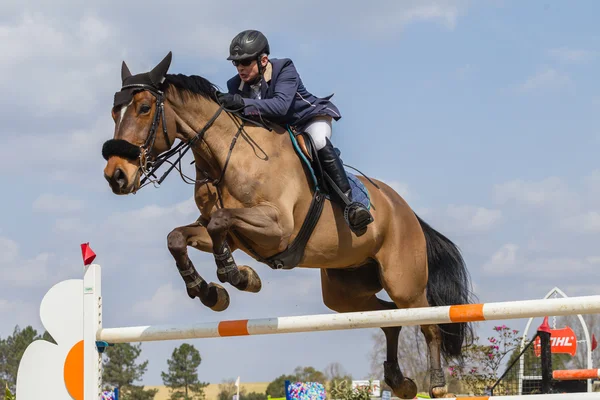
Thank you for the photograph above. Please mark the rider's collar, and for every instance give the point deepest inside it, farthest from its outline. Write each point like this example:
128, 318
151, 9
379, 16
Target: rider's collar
267, 75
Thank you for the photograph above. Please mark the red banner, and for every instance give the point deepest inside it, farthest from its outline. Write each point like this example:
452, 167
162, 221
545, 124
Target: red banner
561, 341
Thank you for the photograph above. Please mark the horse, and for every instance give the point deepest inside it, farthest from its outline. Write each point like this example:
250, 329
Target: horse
254, 193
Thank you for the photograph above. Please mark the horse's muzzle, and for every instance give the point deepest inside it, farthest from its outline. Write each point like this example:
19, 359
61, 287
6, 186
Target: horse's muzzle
118, 181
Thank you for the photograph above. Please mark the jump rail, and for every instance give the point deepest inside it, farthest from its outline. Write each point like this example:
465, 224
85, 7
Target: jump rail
72, 312
355, 320
556, 396
575, 374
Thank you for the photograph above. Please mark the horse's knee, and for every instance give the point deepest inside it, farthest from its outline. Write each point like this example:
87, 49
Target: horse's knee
176, 241
220, 220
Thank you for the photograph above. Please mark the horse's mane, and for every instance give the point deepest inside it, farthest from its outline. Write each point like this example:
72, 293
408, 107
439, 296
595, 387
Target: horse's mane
193, 84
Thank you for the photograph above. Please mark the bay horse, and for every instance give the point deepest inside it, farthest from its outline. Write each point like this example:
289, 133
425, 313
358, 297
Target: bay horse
255, 194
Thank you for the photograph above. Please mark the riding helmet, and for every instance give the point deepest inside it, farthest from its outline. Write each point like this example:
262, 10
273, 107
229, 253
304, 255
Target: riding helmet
248, 44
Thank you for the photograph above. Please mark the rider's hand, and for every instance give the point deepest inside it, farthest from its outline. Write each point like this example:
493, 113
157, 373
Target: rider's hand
231, 101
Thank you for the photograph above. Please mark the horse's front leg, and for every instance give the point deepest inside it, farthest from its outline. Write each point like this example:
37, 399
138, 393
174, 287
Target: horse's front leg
211, 294
259, 224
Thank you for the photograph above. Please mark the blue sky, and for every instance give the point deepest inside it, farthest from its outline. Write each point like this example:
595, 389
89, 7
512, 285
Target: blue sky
484, 115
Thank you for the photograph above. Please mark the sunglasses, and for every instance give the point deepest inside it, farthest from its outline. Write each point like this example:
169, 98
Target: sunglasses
245, 62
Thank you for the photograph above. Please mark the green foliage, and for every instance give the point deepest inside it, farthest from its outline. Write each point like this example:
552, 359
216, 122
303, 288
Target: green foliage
253, 396
8, 395
183, 374
481, 368
121, 371
343, 390
276, 388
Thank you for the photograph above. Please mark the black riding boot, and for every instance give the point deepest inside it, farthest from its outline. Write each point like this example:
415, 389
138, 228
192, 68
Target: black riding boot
357, 216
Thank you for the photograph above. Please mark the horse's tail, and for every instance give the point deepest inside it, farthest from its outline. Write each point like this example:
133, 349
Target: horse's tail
448, 284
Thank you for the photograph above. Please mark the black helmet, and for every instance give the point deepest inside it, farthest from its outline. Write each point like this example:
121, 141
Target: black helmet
248, 44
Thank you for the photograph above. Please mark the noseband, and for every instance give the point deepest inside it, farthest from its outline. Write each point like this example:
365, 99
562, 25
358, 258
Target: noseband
148, 164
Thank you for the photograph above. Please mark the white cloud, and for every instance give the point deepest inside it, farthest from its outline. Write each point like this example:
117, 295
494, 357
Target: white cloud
72, 60
551, 192
511, 259
160, 306
392, 16
141, 226
503, 260
22, 272
571, 55
401, 188
474, 219
53, 203
547, 79
588, 222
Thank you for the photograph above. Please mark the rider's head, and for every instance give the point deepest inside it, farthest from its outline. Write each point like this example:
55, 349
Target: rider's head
249, 51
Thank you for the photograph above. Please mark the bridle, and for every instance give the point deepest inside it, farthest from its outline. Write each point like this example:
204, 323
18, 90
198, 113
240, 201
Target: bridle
149, 165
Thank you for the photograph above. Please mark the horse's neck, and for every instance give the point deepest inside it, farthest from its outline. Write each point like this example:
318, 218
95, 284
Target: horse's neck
258, 154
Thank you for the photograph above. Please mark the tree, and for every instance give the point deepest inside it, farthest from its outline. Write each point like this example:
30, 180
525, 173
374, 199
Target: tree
335, 375
121, 371
482, 362
309, 374
183, 374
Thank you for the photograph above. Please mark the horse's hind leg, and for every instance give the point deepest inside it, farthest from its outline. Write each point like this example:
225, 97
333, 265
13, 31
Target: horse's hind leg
404, 277
347, 290
211, 295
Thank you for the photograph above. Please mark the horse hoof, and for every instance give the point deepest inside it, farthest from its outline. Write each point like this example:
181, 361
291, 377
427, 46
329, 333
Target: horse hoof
407, 389
217, 298
254, 283
438, 392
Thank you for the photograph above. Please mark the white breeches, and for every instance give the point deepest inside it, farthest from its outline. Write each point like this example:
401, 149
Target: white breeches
319, 128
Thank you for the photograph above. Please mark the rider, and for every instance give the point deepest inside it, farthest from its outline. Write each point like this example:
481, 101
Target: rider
272, 88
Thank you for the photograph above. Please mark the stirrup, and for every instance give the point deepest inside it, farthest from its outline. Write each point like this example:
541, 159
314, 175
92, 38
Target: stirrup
359, 228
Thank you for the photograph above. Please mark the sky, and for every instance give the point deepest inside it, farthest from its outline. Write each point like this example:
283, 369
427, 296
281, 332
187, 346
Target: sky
484, 116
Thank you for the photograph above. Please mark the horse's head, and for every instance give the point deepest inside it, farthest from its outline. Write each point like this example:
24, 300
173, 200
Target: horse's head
142, 129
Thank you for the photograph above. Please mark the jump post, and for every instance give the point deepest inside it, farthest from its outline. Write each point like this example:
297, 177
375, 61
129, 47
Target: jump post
94, 337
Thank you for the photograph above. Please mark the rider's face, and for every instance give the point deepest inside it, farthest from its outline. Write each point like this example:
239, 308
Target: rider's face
248, 70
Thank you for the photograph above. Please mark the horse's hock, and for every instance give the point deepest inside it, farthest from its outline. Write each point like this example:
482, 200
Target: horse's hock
71, 311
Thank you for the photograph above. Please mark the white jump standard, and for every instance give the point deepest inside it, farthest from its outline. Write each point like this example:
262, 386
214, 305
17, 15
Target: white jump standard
88, 293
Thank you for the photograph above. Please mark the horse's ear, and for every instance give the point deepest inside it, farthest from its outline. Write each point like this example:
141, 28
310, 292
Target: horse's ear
158, 73
125, 73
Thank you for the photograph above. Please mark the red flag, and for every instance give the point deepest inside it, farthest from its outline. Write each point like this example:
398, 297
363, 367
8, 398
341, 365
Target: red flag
544, 327
87, 253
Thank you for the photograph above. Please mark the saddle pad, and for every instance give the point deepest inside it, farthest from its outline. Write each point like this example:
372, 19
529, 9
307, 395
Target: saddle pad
360, 193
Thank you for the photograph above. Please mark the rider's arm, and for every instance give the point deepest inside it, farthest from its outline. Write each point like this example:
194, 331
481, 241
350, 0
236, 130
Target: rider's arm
283, 95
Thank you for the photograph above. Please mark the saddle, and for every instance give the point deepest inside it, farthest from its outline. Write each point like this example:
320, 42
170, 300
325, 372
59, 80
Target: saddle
323, 188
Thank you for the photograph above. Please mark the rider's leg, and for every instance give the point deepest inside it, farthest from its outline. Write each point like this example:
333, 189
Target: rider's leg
319, 130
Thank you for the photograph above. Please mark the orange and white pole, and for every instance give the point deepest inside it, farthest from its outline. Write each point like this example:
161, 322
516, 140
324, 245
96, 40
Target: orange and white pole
575, 374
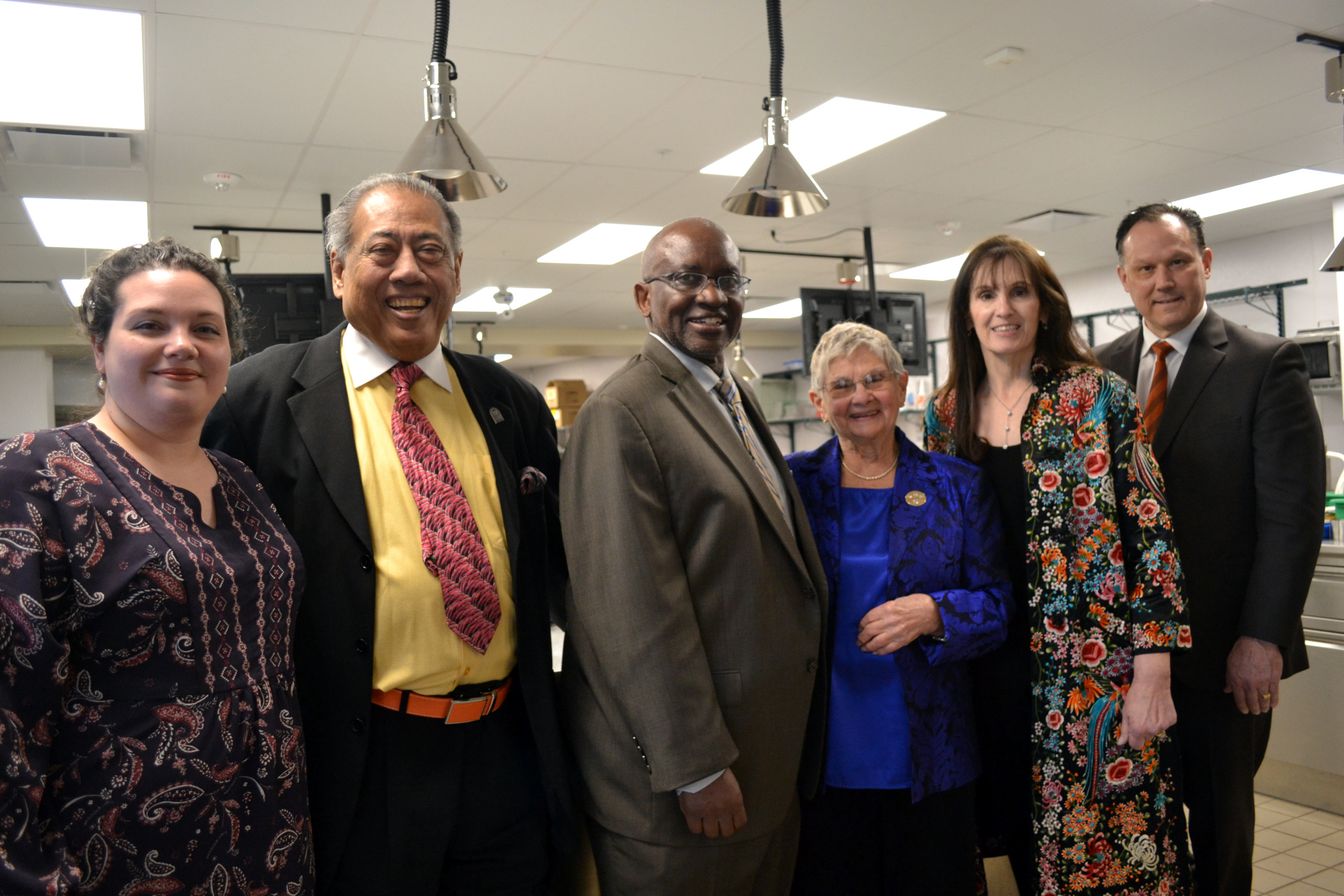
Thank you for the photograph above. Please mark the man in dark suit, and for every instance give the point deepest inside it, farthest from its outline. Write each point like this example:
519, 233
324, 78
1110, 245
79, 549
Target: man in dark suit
421, 486
694, 639
1235, 433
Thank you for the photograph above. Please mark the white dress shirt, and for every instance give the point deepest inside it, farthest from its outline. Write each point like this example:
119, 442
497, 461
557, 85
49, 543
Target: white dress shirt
367, 362
1148, 360
706, 376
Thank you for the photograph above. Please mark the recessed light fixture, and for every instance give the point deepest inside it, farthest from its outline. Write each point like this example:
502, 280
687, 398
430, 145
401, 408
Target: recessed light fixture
74, 291
602, 245
89, 223
941, 270
1257, 193
835, 131
78, 67
483, 300
945, 269
781, 310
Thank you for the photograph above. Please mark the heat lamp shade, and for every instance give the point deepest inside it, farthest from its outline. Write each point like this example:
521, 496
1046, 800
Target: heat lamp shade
776, 186
447, 156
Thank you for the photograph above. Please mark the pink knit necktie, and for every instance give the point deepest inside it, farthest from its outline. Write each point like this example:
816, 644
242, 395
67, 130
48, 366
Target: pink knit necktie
449, 539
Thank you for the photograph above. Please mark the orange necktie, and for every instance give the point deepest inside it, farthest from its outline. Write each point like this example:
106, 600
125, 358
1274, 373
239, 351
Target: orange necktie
1158, 391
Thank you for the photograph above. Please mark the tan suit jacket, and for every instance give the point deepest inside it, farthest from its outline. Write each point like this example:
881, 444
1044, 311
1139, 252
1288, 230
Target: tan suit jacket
696, 616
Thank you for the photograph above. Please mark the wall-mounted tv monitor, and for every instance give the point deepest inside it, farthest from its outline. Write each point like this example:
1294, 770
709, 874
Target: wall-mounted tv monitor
901, 316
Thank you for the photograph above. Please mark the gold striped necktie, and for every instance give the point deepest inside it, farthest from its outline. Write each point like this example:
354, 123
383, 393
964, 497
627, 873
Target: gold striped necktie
1156, 402
728, 390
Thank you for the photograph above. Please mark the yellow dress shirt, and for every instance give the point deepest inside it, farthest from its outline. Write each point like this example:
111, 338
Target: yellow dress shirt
413, 646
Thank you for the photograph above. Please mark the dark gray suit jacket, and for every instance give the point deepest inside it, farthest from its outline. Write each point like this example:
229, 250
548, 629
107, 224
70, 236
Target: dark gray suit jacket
695, 625
1241, 449
287, 417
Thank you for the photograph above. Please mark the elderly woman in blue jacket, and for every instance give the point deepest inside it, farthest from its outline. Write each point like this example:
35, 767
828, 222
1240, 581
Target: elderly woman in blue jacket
911, 547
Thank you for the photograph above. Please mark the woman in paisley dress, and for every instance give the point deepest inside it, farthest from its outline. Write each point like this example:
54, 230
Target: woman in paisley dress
1078, 786
148, 589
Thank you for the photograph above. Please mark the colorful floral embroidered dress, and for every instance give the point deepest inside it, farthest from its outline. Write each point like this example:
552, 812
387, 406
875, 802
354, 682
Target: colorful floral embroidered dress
1105, 583
148, 726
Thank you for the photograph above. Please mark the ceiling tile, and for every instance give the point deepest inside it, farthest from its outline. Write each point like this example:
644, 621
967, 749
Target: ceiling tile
328, 15
180, 163
1201, 41
380, 102
568, 111
237, 79
508, 26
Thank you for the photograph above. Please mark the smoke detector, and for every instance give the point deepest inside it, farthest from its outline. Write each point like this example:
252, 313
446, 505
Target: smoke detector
222, 180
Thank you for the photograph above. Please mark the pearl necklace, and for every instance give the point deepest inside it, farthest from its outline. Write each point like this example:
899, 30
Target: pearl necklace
870, 479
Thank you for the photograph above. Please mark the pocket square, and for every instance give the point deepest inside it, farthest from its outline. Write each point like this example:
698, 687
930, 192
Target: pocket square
531, 480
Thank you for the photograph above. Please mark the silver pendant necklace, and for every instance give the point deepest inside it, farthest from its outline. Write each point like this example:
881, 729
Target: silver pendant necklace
1009, 412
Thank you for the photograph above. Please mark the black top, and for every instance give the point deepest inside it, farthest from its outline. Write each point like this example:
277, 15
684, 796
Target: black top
1003, 467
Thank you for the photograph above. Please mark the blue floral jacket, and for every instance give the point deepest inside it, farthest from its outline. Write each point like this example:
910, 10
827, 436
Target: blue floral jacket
950, 548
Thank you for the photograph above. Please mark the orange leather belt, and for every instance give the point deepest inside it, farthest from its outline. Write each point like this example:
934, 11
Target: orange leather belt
452, 711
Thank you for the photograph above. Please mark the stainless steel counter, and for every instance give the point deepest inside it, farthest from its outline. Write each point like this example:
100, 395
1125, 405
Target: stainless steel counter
1306, 758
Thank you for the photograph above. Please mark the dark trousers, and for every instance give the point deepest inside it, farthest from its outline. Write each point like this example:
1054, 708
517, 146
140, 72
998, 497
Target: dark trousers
1220, 751
448, 810
877, 843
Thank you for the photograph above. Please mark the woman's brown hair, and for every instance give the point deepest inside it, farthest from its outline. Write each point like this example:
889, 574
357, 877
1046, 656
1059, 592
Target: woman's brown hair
1058, 346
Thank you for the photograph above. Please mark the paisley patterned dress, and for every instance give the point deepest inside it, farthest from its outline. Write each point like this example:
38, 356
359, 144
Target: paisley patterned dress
148, 724
1104, 580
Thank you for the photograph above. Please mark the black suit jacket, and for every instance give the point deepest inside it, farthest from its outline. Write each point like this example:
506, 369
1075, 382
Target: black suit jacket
287, 415
1241, 449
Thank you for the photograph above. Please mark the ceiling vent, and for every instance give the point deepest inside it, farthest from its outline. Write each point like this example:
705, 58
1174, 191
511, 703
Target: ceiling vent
46, 147
1053, 220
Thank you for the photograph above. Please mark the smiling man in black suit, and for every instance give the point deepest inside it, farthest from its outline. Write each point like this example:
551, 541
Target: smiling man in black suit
1235, 431
421, 486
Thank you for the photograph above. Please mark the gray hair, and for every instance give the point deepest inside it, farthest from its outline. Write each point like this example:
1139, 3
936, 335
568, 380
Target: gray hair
338, 222
845, 339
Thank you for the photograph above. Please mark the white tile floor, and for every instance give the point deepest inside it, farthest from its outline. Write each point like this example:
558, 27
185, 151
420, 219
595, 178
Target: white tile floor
1299, 849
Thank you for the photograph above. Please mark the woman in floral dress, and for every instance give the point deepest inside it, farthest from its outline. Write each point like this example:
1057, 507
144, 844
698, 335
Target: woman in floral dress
148, 723
1073, 710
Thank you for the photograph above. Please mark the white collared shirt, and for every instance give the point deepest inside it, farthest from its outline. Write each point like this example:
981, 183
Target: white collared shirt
367, 362
707, 379
1148, 360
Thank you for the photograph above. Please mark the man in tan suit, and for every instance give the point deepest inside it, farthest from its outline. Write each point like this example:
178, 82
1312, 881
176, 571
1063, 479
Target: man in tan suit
695, 622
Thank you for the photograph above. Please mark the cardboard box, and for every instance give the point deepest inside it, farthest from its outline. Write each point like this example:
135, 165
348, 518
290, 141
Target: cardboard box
565, 415
566, 394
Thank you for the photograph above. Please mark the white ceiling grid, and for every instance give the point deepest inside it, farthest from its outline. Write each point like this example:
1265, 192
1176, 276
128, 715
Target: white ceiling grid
605, 111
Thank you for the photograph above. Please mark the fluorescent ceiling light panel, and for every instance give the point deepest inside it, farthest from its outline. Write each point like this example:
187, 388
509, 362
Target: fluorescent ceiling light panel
792, 308
1257, 193
947, 269
602, 245
835, 131
483, 300
74, 291
72, 66
89, 223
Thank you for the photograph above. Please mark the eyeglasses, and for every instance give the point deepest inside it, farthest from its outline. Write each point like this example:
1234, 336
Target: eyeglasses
690, 282
876, 382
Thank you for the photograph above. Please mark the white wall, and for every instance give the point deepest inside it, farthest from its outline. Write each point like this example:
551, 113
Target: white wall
28, 391
76, 381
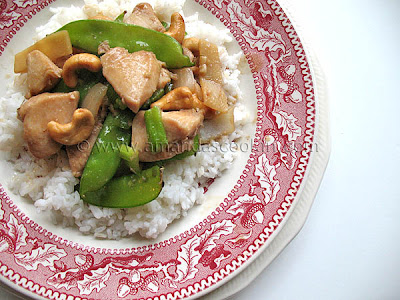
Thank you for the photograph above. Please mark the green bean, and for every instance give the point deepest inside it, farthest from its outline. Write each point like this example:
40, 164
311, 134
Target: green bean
131, 156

•••

● Required work
Could you substitute "image" for "photograph" in the data lines starting at the one containing "the eyeglasses, and" and ending at the end of the data, changing nothing else and leaving the pictures out of your answer?

● Answer for this exercise
Thank you for the image above. Please mark the eyeglasses, and for every instance give the point deepest inside it, farthest from its outline. Write each point like this example:
1234, 336
Target: eyeglasses
690, 282
876, 382
Thank you for the image above. Please mark the white wall, and for every instance give the point deepest inside it, farthest from its outline. Write each point like this example:
551, 113
Target: white wall
28, 391
76, 381
Thank you for the image above. Please mark the green bean, and for every instance give the point deepest inside it, farthest from its outline. Write each point like this example:
40, 164
311, 134
Target: green bean
131, 156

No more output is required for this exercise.